Vision Staat 2040
Vertrauen ist kein Zustand, sondern ein Versprechen
Maren Busch, Bürgermeisterin Verbandsgemeinde Diez
Wenn ich in meiner Tätigkeit als Bürgermeisterin einer Verbandsgemeinde in Rheinland-Pfalz eines in den letzten Jahren gelernt habe, dann das: Vertrauen in den Staat schwindet nicht, weil Menschen sich nicht mehr für Politik interessieren. Es schwindet, weil sie erleben, dass der Staat an den falschen Stellen präsent ist und an den entscheidenden Stellen abwesend.
Ein Beispiel aus dem Alltag: Die Parkuhr ist fünf Minuten abgelaufen? Sofort gibt es einen Strafzettel. Aber Kinder gehen 20 Jahre lang in eine kaputte Turnhalle, weil der Sanierungsantrag irgendwo zwischen Kreisverwaltung, Mittelbehörde und Ministerium hängt. Diese Asymmetrie erlebe ich ständig und sie zerstört Vertrauen nachhaltiger als jede politische Debatte.
Das ist kein Versagen einzelner Mitarbeitender. Die meisten Menschen in Verwaltungen wollen etwas bewegen. Aber die Strukturen verhindern dies und genau deshalb müssen wir über Strukturen sprechen.
Was muss der Staat in 2040 also leisten? Für mich ist die Antwort klar: Er muss dort handlungsfähig werden, wo Entscheidungen getroffen werden sollten, also vor Ort.
Ich kenne das Gefühl, jeden Antrag durch etliche Schleifen zerren zu müssen. Von der Gemeindeverwaltung zur Kreisverwaltung, weiter zur Mittelbehörde, hinauf ins Ministerium. Und am Ende stellt sich mir immer dieselbe Frage: Wissen sie wirklich mehr als wir vor Ort? Wir kennen unsere Menschen, unsere Bedarfe, unsere Chancen. Warum wird uns nicht zugetraut, Entscheidungen selbst zu treffen?

Daten der Segmentierungsmasken:
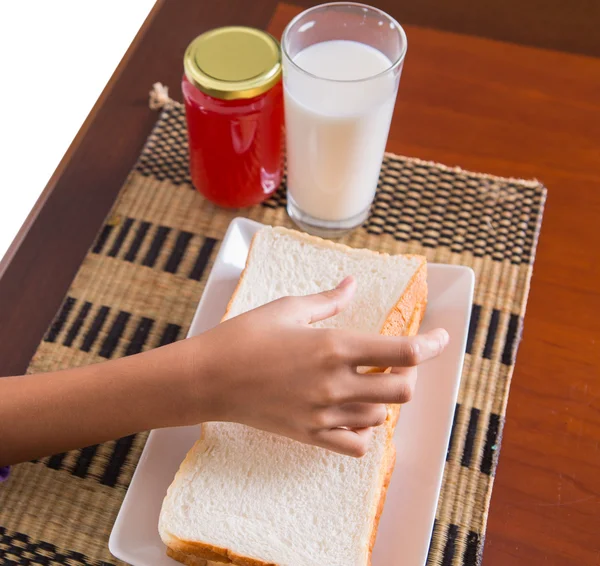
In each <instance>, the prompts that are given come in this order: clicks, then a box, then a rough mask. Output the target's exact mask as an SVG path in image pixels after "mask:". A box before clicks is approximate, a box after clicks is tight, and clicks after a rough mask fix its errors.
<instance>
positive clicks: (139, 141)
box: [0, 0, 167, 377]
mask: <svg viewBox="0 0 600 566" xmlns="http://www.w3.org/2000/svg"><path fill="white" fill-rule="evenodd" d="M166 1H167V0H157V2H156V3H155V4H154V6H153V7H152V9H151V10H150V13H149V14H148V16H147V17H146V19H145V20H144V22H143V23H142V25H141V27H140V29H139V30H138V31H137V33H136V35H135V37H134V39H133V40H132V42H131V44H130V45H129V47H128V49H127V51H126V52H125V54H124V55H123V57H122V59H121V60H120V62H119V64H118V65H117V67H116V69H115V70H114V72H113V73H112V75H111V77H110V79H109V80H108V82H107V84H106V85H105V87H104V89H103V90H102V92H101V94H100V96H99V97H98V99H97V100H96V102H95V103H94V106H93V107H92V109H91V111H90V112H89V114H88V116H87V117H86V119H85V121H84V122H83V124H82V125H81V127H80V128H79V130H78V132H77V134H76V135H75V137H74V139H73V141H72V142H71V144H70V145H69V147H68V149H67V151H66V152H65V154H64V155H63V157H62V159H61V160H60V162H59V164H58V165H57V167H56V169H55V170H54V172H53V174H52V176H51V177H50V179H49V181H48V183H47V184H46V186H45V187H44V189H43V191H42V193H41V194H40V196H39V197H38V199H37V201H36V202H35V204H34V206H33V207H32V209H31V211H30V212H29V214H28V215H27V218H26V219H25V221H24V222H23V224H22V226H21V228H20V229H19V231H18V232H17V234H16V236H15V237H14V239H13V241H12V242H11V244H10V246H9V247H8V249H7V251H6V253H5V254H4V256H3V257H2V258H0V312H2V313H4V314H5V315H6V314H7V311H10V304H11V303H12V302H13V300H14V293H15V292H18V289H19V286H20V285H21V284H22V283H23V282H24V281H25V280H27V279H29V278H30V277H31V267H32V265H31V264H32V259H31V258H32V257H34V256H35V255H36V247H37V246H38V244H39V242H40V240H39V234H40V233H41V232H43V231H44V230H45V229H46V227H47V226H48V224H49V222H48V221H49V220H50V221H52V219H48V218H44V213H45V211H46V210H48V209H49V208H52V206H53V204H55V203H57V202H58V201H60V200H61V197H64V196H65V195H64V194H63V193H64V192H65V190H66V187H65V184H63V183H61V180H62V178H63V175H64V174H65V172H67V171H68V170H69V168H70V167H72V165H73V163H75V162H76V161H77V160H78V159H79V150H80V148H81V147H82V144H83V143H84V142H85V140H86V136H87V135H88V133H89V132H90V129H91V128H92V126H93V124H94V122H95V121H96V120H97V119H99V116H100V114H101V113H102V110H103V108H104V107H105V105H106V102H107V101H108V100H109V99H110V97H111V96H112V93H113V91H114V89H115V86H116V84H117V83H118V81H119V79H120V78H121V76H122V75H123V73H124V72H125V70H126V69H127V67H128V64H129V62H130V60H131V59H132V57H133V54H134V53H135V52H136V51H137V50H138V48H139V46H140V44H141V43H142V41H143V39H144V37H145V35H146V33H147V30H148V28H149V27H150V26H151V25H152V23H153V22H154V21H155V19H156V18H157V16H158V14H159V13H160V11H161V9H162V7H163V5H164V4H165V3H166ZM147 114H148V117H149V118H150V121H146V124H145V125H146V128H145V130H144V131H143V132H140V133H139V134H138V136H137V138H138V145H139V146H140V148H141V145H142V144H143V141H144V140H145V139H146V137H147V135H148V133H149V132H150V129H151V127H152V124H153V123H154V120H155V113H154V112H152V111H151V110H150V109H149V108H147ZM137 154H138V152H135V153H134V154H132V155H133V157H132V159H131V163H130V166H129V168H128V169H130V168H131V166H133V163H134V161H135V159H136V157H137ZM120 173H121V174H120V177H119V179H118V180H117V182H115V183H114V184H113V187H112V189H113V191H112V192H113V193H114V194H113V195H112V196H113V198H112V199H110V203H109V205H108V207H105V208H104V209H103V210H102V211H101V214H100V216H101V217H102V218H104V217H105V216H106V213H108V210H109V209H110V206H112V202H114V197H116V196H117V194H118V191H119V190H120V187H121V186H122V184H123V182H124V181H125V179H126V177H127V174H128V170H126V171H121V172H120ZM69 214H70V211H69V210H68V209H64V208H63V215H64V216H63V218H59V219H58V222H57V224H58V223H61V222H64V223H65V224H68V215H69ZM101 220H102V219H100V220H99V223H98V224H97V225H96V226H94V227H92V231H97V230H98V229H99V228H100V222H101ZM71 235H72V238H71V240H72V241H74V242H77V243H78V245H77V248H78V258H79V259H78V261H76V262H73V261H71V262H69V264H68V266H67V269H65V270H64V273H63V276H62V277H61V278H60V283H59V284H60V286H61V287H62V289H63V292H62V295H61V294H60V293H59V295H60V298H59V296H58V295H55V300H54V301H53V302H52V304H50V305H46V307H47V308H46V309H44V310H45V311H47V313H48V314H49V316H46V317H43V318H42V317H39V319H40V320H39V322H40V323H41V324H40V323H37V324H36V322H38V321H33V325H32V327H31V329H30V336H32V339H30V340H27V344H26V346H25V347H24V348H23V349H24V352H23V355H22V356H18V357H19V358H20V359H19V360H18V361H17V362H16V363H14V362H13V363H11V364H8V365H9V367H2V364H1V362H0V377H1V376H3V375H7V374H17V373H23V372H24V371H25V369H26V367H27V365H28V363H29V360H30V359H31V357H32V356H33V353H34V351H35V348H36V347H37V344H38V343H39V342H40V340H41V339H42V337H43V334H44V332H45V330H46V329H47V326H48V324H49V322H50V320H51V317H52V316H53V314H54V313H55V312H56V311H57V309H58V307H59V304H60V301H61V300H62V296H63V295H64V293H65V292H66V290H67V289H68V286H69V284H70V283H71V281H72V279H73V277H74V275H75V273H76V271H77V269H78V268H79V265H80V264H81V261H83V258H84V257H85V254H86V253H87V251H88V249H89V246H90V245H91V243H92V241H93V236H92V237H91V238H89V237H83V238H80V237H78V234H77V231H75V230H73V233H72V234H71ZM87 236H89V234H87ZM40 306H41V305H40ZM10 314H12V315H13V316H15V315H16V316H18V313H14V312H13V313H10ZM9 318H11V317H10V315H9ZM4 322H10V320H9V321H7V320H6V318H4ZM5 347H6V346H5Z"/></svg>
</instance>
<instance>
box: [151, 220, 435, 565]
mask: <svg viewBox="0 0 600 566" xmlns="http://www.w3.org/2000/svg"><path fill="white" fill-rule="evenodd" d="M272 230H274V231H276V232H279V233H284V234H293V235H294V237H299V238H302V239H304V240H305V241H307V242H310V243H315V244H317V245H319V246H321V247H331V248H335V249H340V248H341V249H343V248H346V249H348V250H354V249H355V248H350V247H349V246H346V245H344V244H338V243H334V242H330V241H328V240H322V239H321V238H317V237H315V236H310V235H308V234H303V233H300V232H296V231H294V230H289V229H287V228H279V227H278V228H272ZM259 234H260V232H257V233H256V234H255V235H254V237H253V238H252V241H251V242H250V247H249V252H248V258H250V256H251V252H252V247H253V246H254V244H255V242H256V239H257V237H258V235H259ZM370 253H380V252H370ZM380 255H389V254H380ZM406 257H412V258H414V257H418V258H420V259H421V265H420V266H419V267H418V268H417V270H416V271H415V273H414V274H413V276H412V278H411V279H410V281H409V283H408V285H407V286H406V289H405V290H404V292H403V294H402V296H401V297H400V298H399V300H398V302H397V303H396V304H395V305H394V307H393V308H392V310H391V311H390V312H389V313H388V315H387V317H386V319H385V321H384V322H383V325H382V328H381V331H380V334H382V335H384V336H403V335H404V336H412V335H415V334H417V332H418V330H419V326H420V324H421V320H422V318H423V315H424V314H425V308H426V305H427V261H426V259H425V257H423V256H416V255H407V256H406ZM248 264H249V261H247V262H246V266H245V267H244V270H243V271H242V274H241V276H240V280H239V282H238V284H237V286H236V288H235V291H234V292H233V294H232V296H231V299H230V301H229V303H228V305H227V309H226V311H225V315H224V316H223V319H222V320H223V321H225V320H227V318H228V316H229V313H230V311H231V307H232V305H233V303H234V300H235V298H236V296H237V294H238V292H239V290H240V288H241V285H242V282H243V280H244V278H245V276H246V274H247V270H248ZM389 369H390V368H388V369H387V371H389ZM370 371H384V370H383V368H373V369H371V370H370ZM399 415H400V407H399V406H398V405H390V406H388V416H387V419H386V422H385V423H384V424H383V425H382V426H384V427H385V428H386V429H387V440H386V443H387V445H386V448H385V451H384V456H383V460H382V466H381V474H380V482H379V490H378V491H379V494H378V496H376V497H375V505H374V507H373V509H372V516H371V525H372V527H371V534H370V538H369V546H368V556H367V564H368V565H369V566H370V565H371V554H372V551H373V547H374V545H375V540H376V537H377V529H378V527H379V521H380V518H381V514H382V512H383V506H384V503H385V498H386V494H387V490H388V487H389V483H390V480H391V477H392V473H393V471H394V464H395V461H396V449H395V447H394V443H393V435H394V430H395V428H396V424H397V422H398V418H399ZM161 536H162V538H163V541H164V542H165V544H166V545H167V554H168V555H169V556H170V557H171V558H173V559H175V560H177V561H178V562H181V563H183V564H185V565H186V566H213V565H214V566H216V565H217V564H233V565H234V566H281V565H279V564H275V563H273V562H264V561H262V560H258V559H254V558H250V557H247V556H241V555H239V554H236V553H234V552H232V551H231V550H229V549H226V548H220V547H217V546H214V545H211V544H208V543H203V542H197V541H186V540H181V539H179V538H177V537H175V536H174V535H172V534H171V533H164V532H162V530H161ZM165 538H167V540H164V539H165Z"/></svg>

• Aufgabenstellung 1: Wo muss der Staat im Jahr 2040 nach dem Beitrag über Vertrauen in den Staat handlungsfähig werden?
• Aufgabenstellung 2: Übertragen Sie den Satz „Die meisten Menschen in Verwaltungen wollen etwas bewegen.“ aus dem Beitrag über Vertrauen in den Staat ins Englische.

• Musterlösung 1: Dort, wo Entscheidungen getroffen werden sollten, also vor Ort.

• Musterlösung 2: Most people in public administration want to make a difference.